• **SOURCE PASSAGE**:
—————

The fact that the company is making this commitment to customer is a proof that the company is trying to help customer as decision makers that they could be protected by the company’s policies. It is therefore useful to the customers that they are given importance by the company and at the same time, the company is benefiting in terms of advertising being made in the announcements with the intension of building a long term relationship with its customers (Mobinil, 2008a)

 

How is the company’s commitment to its employees?

Mobinil considers its employees as its most valued asset. It asserts that its liability to succeed depends on the integrity, knowledge, skills, diversity, and teamwork of our employees. Hence, the company claims to shape a challenging, fair, firm and productive work environment that gives emphasis to mutual respect and teamwork. It also strives to reward high performance and as it compromises to be responsive to the needs of its employees by being committed to providing equitable compensation, excellent working conditions, and a fair atmosphere with great opportunities for professional growth (Mobinil, 2008a).

The company declares its being an equal opportunity employer and its prides itself with the Equal Employment Opportunity policy (EEO). Under the policy there will be no discrimination as to age, gender, religion, disability, or marital status.

The employees would be very happy to note if these policies being announced are indeed being followed by the company. But the presumption is that the company should be more prone to obey what is declared because the responsibility is higher if there is knowledge and deliberation under the principles of business ethics.

 

How committed is Mobinil to its Shareholders?

By adopting the value of tolerance and diversity, the company hopes to accomplish its commitment to its shareholders. The company believes in the power of diversity as it strives to create a culture where tolerance and respect exist between employees. Its asserts that diversity of people brings strength to its Mobinil team. In spite of differences in backgrounds, roles, age, gender, religion, or physical ability, the company believes that the same will bring value to the company through its work. Thus the need also treat each other fairly. (Mobinil, 2008a)

The company’s respect for its shareholders has its roots in its desire respect each and every person the company interacts with during its business dealings including costumers, employees, suppliers and all parties that have a business relationship with Mobinil.

The company also declares that its commitment to its shareholders is to maximize earnings and build long term success responsibly.  It believes in the need to maintain a strong financial position to depend on providing the best service to its customers. It also declares to provide its share holders with honest and accurate information about its financial position based on Egyptian Stock Exchange laws and regulations (Mobinil, 2008a)

—————

• **STORED ROWS**:
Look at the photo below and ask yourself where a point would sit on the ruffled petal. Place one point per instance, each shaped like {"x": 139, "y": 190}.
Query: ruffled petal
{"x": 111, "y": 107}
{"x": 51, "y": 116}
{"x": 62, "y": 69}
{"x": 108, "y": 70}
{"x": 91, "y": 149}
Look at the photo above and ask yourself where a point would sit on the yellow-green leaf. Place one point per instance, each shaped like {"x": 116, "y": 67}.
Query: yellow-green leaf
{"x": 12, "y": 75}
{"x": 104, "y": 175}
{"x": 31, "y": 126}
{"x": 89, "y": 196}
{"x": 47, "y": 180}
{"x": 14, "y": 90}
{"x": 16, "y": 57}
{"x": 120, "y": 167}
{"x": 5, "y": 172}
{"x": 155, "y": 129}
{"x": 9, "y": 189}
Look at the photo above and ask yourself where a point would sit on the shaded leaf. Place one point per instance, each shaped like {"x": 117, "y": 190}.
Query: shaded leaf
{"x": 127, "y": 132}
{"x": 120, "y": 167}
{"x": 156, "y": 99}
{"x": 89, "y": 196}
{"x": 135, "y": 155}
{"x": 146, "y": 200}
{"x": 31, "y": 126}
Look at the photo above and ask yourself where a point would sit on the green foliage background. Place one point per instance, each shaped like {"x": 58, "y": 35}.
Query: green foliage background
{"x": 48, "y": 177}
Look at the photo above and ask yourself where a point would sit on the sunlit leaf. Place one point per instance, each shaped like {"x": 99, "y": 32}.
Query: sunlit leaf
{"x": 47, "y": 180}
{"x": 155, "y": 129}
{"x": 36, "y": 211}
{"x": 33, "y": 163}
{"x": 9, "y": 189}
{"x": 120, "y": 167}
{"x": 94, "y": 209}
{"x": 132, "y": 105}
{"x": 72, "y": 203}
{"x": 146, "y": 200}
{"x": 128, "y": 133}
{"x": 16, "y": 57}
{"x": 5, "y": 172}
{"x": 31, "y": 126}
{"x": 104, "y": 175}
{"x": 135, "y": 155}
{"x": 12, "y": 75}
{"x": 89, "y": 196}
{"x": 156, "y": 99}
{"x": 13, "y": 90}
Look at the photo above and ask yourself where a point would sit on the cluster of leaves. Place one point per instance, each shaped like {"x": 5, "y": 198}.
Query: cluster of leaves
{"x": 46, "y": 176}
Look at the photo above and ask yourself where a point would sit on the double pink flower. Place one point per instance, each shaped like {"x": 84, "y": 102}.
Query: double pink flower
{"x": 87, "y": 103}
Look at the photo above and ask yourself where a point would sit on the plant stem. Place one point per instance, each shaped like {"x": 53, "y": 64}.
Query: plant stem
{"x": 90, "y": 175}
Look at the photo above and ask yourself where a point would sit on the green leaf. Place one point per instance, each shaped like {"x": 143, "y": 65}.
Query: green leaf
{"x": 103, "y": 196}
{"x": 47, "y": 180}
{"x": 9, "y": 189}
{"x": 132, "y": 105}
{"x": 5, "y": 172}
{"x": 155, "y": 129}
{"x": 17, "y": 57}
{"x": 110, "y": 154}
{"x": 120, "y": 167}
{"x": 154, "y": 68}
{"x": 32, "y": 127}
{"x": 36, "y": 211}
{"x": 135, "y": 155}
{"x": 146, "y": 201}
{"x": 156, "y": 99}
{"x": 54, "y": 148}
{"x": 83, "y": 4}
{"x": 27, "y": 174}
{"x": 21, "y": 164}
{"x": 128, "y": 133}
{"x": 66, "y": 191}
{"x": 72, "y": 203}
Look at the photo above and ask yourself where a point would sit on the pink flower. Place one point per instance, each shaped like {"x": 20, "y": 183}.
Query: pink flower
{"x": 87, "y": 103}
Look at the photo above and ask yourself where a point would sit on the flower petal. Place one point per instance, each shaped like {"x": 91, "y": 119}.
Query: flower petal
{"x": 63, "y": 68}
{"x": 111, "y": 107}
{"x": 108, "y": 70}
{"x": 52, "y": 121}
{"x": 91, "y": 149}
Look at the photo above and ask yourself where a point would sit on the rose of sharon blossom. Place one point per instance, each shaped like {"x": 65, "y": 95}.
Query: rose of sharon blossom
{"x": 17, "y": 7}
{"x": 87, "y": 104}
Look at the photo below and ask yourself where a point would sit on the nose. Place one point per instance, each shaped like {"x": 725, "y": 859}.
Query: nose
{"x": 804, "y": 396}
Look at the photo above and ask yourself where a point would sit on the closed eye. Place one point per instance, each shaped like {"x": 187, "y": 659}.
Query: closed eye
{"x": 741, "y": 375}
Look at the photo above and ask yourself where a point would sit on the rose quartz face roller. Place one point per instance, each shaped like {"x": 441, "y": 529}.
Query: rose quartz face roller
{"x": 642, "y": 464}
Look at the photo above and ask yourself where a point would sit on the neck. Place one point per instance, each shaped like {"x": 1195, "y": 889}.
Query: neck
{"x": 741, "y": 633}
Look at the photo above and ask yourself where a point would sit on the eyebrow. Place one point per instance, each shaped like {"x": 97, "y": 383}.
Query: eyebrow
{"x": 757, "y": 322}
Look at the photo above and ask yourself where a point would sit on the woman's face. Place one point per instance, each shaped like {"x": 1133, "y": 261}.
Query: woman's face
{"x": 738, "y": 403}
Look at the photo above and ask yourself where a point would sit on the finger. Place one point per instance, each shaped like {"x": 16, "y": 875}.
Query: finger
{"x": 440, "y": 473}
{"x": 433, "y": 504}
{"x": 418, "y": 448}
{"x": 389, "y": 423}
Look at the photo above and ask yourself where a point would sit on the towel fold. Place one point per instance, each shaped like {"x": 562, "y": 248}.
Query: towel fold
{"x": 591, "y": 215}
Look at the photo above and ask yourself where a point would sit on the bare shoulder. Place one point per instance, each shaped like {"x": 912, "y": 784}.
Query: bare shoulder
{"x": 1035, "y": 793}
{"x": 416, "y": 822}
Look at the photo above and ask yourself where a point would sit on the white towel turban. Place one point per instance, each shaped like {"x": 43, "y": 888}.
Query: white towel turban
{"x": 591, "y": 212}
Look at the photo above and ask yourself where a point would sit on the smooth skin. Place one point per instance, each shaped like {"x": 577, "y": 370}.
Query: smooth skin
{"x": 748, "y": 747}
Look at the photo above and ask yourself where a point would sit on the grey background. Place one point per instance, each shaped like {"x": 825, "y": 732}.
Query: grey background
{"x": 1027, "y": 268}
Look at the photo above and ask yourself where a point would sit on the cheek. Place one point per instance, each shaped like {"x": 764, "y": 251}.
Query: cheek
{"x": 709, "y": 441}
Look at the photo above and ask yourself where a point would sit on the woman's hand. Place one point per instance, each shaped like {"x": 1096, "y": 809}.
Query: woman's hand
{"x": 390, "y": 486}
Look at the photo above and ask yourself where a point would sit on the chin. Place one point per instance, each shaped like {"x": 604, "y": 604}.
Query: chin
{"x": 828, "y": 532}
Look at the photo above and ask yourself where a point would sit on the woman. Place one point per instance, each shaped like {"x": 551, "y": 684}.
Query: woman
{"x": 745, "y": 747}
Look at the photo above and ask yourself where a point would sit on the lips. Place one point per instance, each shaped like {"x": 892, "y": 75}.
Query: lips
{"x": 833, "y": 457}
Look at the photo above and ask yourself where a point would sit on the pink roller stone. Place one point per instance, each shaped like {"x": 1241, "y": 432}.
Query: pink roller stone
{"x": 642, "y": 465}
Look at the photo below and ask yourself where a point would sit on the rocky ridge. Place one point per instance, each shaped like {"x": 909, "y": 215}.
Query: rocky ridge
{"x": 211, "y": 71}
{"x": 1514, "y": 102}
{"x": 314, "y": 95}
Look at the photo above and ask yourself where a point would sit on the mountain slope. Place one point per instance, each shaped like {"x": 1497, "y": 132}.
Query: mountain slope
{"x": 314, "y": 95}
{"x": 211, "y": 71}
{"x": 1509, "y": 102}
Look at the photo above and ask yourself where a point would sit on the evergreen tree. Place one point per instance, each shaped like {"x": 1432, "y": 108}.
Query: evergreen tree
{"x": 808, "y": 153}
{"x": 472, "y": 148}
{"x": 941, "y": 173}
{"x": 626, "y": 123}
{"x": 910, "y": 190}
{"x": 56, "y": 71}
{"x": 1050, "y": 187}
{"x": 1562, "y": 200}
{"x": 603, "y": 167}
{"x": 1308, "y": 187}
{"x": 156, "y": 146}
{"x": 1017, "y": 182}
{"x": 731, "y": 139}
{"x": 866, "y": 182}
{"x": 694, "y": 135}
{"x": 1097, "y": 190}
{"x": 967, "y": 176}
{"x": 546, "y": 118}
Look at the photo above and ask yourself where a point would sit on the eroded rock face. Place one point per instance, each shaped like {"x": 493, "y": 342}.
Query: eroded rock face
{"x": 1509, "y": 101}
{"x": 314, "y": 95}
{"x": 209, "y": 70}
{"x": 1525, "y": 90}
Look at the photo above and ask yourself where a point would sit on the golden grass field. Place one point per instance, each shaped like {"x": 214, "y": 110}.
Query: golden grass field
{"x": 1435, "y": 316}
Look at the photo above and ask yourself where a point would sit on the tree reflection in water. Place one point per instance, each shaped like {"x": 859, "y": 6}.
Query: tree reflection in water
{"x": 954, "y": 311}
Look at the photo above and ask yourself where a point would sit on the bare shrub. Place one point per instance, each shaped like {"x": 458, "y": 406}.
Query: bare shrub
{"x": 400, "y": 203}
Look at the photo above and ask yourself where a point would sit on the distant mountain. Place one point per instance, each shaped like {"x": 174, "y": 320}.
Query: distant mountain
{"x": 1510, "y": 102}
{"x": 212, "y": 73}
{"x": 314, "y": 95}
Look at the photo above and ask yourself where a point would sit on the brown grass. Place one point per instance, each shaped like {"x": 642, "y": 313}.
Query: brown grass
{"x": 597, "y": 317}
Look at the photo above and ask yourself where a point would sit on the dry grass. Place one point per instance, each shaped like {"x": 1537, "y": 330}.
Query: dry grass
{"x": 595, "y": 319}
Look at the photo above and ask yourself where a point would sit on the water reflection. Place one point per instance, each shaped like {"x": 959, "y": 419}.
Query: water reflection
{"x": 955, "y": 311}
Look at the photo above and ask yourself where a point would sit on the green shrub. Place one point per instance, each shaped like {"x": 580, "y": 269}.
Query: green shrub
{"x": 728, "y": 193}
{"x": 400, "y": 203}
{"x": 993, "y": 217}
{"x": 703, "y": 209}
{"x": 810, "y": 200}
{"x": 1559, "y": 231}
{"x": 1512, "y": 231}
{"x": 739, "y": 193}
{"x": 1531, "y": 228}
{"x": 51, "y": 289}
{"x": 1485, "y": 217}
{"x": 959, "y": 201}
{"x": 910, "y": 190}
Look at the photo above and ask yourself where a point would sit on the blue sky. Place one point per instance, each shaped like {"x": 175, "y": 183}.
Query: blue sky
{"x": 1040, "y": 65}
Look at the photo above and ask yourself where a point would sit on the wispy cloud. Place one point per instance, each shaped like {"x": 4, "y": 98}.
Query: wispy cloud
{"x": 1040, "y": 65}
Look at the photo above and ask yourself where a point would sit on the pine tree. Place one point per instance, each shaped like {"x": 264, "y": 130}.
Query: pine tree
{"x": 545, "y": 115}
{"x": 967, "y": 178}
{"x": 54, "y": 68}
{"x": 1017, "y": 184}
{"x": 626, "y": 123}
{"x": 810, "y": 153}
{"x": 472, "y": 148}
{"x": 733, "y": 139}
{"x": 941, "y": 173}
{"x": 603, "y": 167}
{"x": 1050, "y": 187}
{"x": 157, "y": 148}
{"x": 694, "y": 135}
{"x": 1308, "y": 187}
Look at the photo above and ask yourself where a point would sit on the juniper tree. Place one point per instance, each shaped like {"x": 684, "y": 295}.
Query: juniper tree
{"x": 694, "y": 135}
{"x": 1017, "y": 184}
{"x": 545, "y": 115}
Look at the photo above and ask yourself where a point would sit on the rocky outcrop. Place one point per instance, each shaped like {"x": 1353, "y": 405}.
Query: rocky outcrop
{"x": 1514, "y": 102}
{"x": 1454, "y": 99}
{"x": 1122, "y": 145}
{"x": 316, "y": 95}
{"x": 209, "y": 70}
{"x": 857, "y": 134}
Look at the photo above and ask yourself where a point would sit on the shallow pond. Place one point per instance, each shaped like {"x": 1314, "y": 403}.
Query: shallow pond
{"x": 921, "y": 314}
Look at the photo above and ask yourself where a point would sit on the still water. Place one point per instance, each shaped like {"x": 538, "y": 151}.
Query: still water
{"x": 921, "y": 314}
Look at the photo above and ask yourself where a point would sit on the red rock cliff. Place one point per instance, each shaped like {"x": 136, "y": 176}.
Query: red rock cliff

—————

• **YOUR TASK**: Continue the passage on Mobinil's commitments to its customers, employees and shareholders from its last sentence.

• **TASK OUTPUT**:
In so far as protecting company resources and assets is concerned, Mobinil asserts treating said resources and assets with extreme care as if these were owned by the company management. The company then expects to make every effort to ensure that intellectual Property and Mobinil’s know-how and projects get their required protection as it believes that the company is accountable to its share holders for safeguarding these company’s assets (Mobinil, 2008a)

 

How committed is Mobinil to Accurate Financial Reporting?

The company is committed in having accuracy in communication. It does this by making it sure that all financial transaction are recorded, prepared and reported according to the proper accounting rules and standards as required by Egyptian laws and regulations. It therefore wants all of its financial books and records to properly account for all assets, liabilities, revenues and expenses. The company declares its Financial

Statements are reflective of its financial position accurately and honestly. It also declares to have complied with the rules and regulations of the Capital Market Authority and Egyptian Stock Exchange.

It is committed to adhering to the highest standards of business practices, and abiding by all laws and regulations that the company is subject to including complying with all corporate governance and internal control rules that it is subject to as well as all legal obligations as required by its shareholders (Mobinil, 2008a).

 

How committed is Mobinil to its suppliers?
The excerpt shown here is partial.